▶ [Problem description]: Identify every line in the listing below that contains the string "dirt", and copy each of those lines. Case counts.

▶ [Stored data entries]:
· · · ·

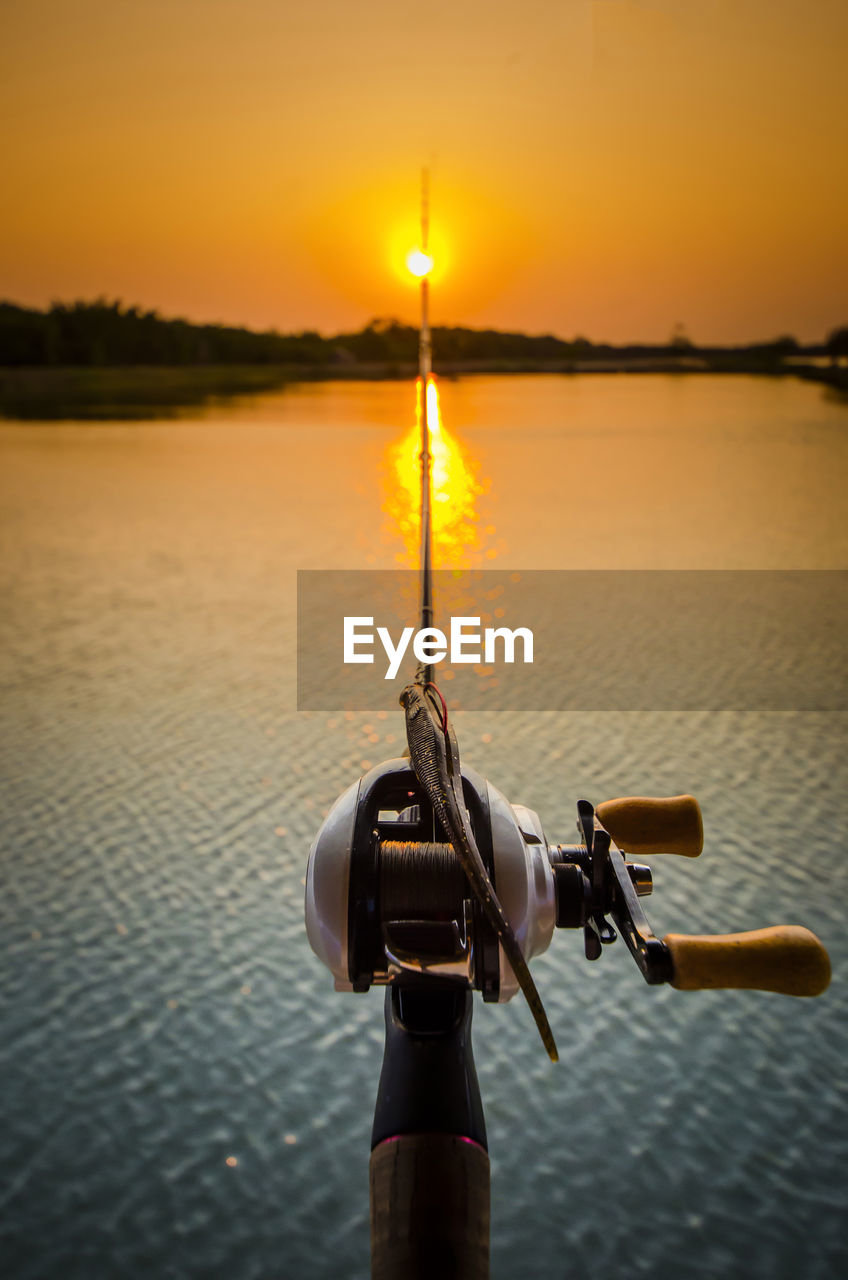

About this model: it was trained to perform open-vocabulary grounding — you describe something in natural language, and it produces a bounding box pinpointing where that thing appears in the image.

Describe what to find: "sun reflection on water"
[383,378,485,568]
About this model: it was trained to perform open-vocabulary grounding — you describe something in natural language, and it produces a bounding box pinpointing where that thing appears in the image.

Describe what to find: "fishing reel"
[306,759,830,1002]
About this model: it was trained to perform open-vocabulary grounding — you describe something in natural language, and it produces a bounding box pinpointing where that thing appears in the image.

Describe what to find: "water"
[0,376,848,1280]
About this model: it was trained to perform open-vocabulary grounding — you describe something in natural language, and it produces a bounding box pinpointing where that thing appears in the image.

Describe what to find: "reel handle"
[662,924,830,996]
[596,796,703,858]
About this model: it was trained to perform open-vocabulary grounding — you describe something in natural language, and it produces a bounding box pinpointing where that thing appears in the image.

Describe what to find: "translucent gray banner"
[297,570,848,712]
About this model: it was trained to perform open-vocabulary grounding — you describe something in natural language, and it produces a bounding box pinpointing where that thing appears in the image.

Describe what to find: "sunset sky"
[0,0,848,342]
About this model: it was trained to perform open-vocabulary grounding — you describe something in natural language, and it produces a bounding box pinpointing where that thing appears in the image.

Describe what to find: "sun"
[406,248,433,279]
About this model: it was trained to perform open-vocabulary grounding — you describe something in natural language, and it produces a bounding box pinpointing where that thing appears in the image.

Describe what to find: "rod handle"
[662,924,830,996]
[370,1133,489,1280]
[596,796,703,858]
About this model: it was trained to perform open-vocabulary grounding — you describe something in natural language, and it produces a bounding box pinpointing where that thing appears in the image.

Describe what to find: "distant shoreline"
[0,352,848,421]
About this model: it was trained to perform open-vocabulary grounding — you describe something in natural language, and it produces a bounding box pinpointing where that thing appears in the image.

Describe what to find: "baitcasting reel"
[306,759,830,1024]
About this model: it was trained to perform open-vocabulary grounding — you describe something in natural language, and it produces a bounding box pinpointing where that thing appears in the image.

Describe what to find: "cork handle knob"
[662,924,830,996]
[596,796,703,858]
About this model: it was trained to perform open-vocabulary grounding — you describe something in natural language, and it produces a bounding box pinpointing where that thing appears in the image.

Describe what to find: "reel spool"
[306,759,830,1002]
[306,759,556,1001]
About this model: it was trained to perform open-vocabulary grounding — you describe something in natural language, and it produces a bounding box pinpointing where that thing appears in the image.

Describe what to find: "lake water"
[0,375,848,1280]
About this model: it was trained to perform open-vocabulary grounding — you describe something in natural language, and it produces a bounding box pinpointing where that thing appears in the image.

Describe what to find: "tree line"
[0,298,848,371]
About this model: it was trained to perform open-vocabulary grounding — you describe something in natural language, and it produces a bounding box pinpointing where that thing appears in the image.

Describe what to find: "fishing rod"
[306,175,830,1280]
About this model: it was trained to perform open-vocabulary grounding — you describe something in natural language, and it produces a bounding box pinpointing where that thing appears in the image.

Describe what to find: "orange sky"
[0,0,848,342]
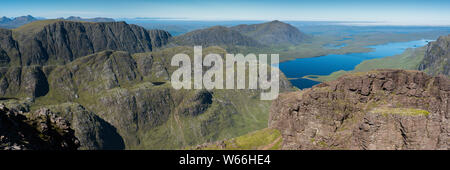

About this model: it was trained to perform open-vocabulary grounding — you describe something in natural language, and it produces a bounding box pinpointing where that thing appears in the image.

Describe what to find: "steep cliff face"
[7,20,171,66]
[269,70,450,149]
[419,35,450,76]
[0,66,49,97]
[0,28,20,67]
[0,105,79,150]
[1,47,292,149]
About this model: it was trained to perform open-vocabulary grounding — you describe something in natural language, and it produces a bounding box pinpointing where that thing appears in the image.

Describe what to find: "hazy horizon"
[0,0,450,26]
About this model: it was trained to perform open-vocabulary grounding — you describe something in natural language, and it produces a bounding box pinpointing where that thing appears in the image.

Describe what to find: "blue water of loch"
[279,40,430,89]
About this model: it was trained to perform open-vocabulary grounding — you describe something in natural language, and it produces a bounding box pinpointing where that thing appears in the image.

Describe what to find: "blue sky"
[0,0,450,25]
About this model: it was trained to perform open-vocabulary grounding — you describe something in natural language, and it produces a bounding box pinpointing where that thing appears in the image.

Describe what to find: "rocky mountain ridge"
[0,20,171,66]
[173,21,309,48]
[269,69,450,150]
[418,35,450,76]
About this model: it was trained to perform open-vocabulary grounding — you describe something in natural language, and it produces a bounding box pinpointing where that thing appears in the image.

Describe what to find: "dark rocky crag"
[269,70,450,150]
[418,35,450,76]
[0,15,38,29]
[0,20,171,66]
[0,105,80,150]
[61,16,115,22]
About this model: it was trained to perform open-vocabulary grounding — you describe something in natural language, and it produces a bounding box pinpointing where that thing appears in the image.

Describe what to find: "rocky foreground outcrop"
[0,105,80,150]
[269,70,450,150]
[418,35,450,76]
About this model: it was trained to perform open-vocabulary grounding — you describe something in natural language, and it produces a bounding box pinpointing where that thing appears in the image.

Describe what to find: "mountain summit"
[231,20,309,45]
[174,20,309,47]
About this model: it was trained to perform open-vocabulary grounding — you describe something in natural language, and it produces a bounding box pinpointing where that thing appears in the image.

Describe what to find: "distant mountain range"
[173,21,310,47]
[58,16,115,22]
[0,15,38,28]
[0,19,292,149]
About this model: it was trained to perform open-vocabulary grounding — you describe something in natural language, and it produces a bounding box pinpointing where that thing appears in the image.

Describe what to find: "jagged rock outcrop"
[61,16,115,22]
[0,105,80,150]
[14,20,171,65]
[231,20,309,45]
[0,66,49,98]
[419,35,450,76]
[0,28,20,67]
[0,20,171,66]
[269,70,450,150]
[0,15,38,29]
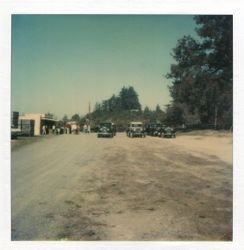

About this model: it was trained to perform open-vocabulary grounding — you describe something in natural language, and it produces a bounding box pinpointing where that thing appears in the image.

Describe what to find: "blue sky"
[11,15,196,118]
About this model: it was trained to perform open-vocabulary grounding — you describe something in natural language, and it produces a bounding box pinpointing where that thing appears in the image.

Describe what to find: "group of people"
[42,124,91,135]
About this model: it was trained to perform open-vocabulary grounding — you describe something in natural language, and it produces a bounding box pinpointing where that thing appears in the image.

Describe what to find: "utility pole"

· · · ·

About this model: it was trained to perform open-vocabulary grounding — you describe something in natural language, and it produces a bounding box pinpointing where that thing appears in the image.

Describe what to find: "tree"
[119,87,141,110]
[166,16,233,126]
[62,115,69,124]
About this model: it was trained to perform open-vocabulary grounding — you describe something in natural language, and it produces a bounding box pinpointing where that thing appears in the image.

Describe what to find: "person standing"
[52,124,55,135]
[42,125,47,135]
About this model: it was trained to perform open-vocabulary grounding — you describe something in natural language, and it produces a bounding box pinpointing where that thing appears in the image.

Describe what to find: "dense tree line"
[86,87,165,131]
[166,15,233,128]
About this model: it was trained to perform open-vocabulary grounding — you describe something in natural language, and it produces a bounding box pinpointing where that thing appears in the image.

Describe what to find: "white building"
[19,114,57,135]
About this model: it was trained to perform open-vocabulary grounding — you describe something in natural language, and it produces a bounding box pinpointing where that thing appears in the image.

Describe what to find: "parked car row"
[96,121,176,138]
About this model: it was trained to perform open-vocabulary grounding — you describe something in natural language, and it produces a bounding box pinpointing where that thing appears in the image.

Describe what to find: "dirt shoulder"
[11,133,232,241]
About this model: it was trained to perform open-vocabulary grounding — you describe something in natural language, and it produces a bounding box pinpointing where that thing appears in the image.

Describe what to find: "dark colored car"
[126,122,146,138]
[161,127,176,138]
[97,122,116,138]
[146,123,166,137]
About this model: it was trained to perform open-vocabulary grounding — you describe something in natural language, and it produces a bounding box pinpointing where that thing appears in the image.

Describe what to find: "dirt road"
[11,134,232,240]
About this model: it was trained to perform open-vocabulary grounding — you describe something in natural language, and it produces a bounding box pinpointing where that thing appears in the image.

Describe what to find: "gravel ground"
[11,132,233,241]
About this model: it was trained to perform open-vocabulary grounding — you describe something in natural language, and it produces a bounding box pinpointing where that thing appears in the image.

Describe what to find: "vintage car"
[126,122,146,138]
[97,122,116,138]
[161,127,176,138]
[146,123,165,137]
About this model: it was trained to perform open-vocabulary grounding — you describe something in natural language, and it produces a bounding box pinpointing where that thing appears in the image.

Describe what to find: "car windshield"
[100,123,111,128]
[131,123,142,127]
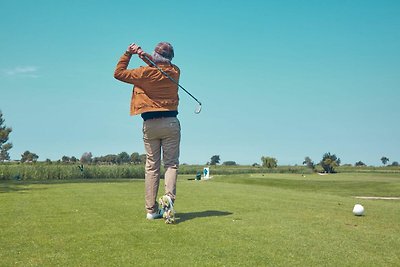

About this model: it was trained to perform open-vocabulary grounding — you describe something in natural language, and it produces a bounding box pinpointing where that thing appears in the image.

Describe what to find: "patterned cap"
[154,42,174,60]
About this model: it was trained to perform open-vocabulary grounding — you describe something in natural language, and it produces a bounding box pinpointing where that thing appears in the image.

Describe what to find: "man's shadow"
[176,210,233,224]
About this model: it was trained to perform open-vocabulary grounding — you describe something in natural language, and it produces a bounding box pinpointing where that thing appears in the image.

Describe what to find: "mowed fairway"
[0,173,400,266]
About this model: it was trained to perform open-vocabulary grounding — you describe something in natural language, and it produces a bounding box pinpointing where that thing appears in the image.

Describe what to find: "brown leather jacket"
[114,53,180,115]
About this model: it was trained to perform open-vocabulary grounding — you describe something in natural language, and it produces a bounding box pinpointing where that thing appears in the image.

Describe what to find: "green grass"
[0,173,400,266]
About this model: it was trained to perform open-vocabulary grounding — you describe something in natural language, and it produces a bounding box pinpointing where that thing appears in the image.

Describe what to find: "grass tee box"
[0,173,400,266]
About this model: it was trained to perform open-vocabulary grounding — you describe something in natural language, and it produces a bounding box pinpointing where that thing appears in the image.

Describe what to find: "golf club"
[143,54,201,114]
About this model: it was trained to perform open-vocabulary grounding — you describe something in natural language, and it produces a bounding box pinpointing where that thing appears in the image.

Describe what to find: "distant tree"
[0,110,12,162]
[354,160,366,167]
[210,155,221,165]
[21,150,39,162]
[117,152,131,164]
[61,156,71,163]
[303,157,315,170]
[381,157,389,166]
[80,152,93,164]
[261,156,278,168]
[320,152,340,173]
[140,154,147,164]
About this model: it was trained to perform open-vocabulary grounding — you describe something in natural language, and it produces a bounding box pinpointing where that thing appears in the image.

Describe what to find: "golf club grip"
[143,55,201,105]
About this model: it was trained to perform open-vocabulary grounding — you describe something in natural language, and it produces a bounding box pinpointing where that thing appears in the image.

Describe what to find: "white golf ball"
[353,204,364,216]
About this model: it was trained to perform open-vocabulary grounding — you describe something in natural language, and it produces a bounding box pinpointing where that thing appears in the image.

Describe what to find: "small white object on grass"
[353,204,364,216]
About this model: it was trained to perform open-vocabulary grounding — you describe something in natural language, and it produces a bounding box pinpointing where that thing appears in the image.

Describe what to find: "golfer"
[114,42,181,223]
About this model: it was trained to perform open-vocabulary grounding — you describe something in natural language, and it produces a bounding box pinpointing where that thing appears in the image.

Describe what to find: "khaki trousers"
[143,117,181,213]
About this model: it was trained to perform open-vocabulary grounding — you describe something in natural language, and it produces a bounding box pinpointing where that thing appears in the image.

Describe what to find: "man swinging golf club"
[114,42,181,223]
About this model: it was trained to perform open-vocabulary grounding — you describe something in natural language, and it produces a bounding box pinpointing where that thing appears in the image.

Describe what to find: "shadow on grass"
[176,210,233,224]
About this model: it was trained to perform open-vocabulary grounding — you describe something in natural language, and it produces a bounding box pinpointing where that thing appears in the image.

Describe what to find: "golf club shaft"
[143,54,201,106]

· · · ·

▶ [Output of the task]:
Describe what to find: "dirt shoulder"
Describe what to find: "dirt road"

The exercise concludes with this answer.